In the squash interview below, write out everything from "Wee Wern Low is" down to "WSF Ambassador Programme.", changing "injury" to "setback".

PASSAGE PROVIDED ->
________________

Getting into the Top 10 does not come overnight- Wee Wern Low

Image Credit: WSF

Wee Wern Low is a professional squash player from Malaysia. She’s national number 2 in rankings, has been into the Top 5 of World Ranking. British Junior Champion & 3 times Asian Junior Champion, Wee Wern spoke with us about the injury that’s keeping her away from active participation on squash courts and about the WSF Ambassador Programme.

Inspiration that brought you to Squash and popularity of squash versus other sports…

I actually started squash merely as hobby. Never in my wildest dreams i could imagine playing professional as my career. When I was 9, my mum gave me an option of tennis and squash. I picked squash because it is indoor and also I was very scrawny and didn’t have enough strength for a sport like tennis.

Career snippet…

Started as a hobby at 8, played a couple of tournaments at 10, starting winning international tournaments at 11, won my first Asian Junior Title at 15, won the prestigious British Junior Open Title at 18, broke the top 10 in the World at 22, carried the team to the finals of the World Championship at 24.

Top World Rankings and difficulties- competition associated…

It takes a lot of hard work & determination to get up there, not to mention patience. Getting into the Top 10 does not come overnight and it takes many consistent performances throughout the year. Staying up there means not having much room for bad losses at all.

A series of losses will definitely result in someone else moving up into the top 10.

This is just about tournaments, we have not even started about training regimes and sacrifices along the way!

Facilities, infrastructure and support system in Malaysia, compared to worldwide standards…

I think Malaysia has World Class facilities available in house. We have squash courts in every state in the country, a national centre with a four sided glass court and ample gallery area for spectators. We are also very fortunate to have funding from our government that enables us to travel around world to play tournaments at almost no cost to us players.

Coaches- their role in shaping up your career…

I will not be here today if not for my coach. When I started at the age of 8, my coach was Lianne David and I really enjoyed all my lessons and was eager for more. At the age of 11, I was selected to join the backup squad and was under Aaron Soyza. He is my coach until today and I owe it all to him. He has worked with me for 15 years and he too sacrificed a lot of his time, even weekends to coach me and making sure I do well.

One moment that you have in your eyes when you reflect back to your career…

Beating Nour el Sherbini in the World Women’s Team Championships in 2014. It was the first time Malaysia has ever made to the finals and Egypt was the top seed and defending champions.

________________

EXTRACTED INFORMATION ->
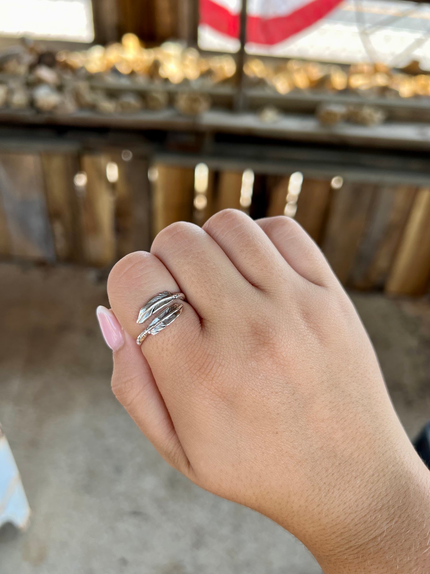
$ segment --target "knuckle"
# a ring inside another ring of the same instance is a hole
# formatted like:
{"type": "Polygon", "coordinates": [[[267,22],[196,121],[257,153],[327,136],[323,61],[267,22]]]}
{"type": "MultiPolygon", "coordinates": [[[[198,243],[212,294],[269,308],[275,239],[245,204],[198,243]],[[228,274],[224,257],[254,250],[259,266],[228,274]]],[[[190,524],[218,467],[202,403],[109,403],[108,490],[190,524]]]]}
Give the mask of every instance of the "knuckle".
{"type": "Polygon", "coordinates": [[[120,292],[124,285],[128,286],[135,280],[139,280],[150,258],[150,254],[146,251],[135,251],[120,259],[112,267],[108,278],[107,291],[110,297],[112,293],[120,292]]]}
{"type": "Polygon", "coordinates": [[[273,234],[280,236],[283,239],[287,239],[290,234],[302,228],[296,221],[286,215],[270,218],[264,223],[264,227],[270,228],[273,234]]]}
{"type": "Polygon", "coordinates": [[[193,223],[185,221],[178,221],[165,227],[157,235],[153,242],[151,252],[163,249],[172,242],[183,244],[188,243],[200,231],[193,223]]]}
{"type": "Polygon", "coordinates": [[[239,210],[222,210],[212,215],[203,226],[204,229],[217,230],[225,226],[236,226],[240,224],[244,218],[248,217],[239,210]]]}

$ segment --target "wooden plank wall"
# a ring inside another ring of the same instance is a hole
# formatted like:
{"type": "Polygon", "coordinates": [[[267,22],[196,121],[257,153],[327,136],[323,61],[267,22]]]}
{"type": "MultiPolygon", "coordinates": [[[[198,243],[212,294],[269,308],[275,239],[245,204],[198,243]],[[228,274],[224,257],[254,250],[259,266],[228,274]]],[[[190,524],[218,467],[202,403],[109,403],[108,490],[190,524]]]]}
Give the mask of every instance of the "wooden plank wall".
{"type": "Polygon", "coordinates": [[[109,267],[149,249],[147,173],[146,159],[120,152],[0,154],[0,255],[109,267]],[[109,162],[118,166],[112,183],[109,162]]]}
{"type": "Polygon", "coordinates": [[[305,177],[298,193],[288,191],[289,176],[256,174],[252,204],[243,207],[241,172],[209,170],[202,200],[193,168],[155,164],[150,184],[148,168],[146,158],[126,161],[119,150],[0,154],[0,255],[108,267],[149,249],[174,222],[202,225],[227,208],[280,215],[292,202],[291,213],[296,208],[296,220],[347,286],[413,296],[428,289],[430,188],[346,179],[333,189],[330,179],[305,177]],[[110,162],[118,166],[110,182],[110,162]]]}

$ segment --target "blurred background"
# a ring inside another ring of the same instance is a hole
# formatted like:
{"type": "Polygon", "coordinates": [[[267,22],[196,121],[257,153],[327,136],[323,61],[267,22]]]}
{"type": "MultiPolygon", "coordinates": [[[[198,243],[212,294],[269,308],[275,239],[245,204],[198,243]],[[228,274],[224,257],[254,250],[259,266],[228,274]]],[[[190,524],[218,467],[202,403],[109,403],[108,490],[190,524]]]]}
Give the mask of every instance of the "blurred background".
{"type": "Polygon", "coordinates": [[[295,218],[413,438],[430,418],[429,149],[430,4],[0,0],[0,422],[17,465],[0,431],[0,573],[320,572],[161,460],[111,394],[95,309],[115,261],[173,222],[295,218]]]}

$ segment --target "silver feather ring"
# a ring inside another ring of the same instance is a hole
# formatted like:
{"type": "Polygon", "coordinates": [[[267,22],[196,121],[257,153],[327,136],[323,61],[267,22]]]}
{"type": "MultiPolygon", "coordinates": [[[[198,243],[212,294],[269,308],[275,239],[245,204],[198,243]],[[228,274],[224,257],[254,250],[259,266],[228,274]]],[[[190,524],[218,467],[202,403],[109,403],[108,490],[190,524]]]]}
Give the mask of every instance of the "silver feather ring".
{"type": "Polygon", "coordinates": [[[144,339],[148,335],[157,335],[161,331],[165,329],[166,327],[173,323],[182,312],[183,305],[179,303],[175,303],[170,305],[173,301],[177,299],[185,301],[185,296],[183,293],[170,293],[170,291],[163,291],[159,293],[152,299],[150,299],[146,305],[142,307],[139,312],[139,316],[136,321],[137,323],[143,323],[148,319],[151,315],[159,311],[166,305],[169,305],[167,308],[160,313],[151,323],[148,327],[140,333],[136,340],[138,345],[141,345],[144,339]]]}

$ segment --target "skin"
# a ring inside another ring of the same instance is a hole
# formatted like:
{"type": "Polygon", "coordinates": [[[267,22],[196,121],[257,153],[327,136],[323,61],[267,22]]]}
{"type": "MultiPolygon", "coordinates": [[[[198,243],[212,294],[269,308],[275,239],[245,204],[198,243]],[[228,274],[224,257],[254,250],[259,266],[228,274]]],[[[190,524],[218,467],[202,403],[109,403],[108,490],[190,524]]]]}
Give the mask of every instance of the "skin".
{"type": "Polygon", "coordinates": [[[278,522],[326,574],[430,572],[430,473],[300,226],[234,210],[175,223],[115,265],[108,292],[123,331],[114,392],[168,463],[278,522]],[[166,289],[185,294],[182,313],[140,348],[139,310],[166,289]]]}

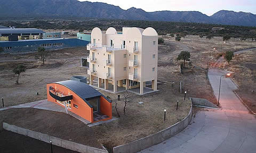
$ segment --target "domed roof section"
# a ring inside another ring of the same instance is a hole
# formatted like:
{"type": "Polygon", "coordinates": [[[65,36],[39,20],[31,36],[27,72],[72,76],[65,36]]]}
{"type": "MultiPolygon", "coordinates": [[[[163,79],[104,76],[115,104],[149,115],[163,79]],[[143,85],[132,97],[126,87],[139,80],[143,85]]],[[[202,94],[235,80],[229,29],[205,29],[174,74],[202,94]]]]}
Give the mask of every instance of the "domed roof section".
{"type": "Polygon", "coordinates": [[[106,34],[117,34],[116,29],[113,27],[109,27],[107,29],[106,34]]]}
{"type": "Polygon", "coordinates": [[[93,28],[93,29],[92,29],[91,34],[93,33],[100,33],[100,34],[102,34],[102,31],[101,31],[101,30],[100,30],[100,28],[98,27],[95,27],[94,28],[93,28]]]}
{"type": "Polygon", "coordinates": [[[145,30],[143,31],[142,35],[148,36],[156,36],[158,35],[155,29],[151,27],[148,27],[146,28],[145,30]]]}

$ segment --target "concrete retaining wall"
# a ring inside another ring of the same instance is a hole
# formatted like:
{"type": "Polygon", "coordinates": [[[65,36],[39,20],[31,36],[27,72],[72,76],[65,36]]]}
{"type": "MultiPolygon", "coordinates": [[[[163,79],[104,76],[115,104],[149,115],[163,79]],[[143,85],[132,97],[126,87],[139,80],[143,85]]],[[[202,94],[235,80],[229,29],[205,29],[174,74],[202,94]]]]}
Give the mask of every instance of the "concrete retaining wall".
{"type": "Polygon", "coordinates": [[[158,132],[130,143],[113,148],[114,153],[133,153],[161,143],[182,131],[192,117],[192,105],[188,115],[181,121],[158,132]]]}
{"type": "Polygon", "coordinates": [[[219,108],[217,106],[203,98],[190,98],[192,104],[196,106],[202,106],[215,108],[219,108]]]}
{"type": "MultiPolygon", "coordinates": [[[[52,137],[46,134],[35,132],[28,129],[9,124],[6,123],[3,123],[3,128],[6,130],[26,135],[47,143],[50,143],[50,140],[52,140],[52,143],[53,145],[82,153],[108,153],[108,151],[106,150],[106,149],[101,149],[75,143],[70,141],[52,137]]],[[[103,146],[102,148],[104,148],[103,146]]]]}

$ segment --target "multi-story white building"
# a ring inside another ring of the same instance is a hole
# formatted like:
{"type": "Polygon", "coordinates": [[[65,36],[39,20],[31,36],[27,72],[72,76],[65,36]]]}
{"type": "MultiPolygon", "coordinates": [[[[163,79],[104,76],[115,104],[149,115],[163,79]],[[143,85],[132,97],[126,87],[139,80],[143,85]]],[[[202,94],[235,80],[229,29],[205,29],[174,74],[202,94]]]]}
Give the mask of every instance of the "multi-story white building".
{"type": "Polygon", "coordinates": [[[148,89],[146,82],[151,81],[151,90],[156,90],[157,35],[152,28],[123,28],[122,33],[111,27],[105,33],[94,28],[92,42],[87,46],[91,84],[98,80],[99,88],[113,89],[114,92],[139,88],[142,95],[148,89]]]}

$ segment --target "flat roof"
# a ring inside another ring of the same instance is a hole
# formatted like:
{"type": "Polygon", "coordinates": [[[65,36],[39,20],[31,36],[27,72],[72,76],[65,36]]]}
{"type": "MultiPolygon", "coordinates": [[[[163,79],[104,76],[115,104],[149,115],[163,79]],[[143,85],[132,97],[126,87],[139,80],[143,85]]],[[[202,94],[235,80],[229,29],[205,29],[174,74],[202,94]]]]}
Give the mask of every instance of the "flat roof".
{"type": "Polygon", "coordinates": [[[24,28],[24,29],[0,29],[0,33],[45,33],[44,31],[36,28],[24,28]]]}

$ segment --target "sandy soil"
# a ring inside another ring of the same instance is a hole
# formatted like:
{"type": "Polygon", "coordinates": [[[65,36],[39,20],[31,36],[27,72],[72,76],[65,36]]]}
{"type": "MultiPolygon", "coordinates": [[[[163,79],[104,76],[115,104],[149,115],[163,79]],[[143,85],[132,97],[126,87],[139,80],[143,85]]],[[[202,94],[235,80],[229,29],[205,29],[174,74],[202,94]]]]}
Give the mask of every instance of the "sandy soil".
{"type": "Polygon", "coordinates": [[[227,70],[234,72],[233,80],[239,86],[236,91],[243,101],[256,113],[256,49],[235,55],[227,70]]]}
{"type": "MultiPolygon", "coordinates": [[[[64,140],[102,149],[101,143],[93,137],[93,129],[67,114],[35,108],[13,108],[0,111],[0,116],[1,125],[3,122],[6,122],[64,140]]],[[[0,131],[3,130],[2,126],[1,126],[0,131]]]]}

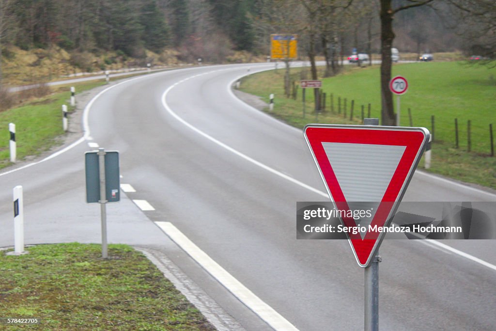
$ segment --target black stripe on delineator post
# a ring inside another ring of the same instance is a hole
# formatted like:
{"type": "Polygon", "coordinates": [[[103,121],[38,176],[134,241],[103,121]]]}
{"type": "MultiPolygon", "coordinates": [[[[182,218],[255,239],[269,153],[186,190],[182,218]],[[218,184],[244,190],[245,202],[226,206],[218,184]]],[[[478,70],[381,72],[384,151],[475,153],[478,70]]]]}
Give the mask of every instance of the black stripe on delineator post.
{"type": "Polygon", "coordinates": [[[19,216],[19,199],[16,199],[14,201],[14,217],[19,216]]]}

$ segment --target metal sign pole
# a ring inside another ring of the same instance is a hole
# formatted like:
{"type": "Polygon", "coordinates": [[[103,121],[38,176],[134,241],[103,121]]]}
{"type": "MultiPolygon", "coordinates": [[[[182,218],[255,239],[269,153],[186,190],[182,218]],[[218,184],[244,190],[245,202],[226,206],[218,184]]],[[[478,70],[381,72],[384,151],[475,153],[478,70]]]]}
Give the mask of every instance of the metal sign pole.
{"type": "Polygon", "coordinates": [[[396,113],[396,126],[400,126],[400,96],[396,97],[396,108],[398,109],[398,112],[396,113]]]}
{"type": "MultiPolygon", "coordinates": [[[[399,100],[399,97],[398,99],[399,100]]],[[[364,125],[378,125],[379,119],[364,119],[364,125]]],[[[372,263],[364,269],[365,289],[364,325],[365,331],[379,330],[379,263],[381,261],[377,251],[372,263]]]]}
{"type": "Polygon", "coordinates": [[[100,201],[102,217],[102,258],[107,259],[107,194],[105,192],[105,152],[103,148],[99,148],[98,165],[100,173],[100,201]]]}
{"type": "Polygon", "coordinates": [[[302,88],[302,99],[303,100],[303,118],[305,118],[305,91],[306,88],[302,88]]]}
{"type": "MultiPolygon", "coordinates": [[[[378,252],[377,252],[378,253],[378,252]]],[[[365,268],[365,331],[379,330],[379,263],[378,255],[365,268]]]]}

________________

EXERCISE SOLUTION ->
Wee Wern Low is a professional squash player from Malaysia. She’s national number 2 in rankings, has been into the Top 5 of World Ranking. British Junior Champion & 3 times Asian Junior Champion, Wee Wern spoke with us about the setback that’s keeping her away from active participation on squash courts and about the WSF Ambassador Programme.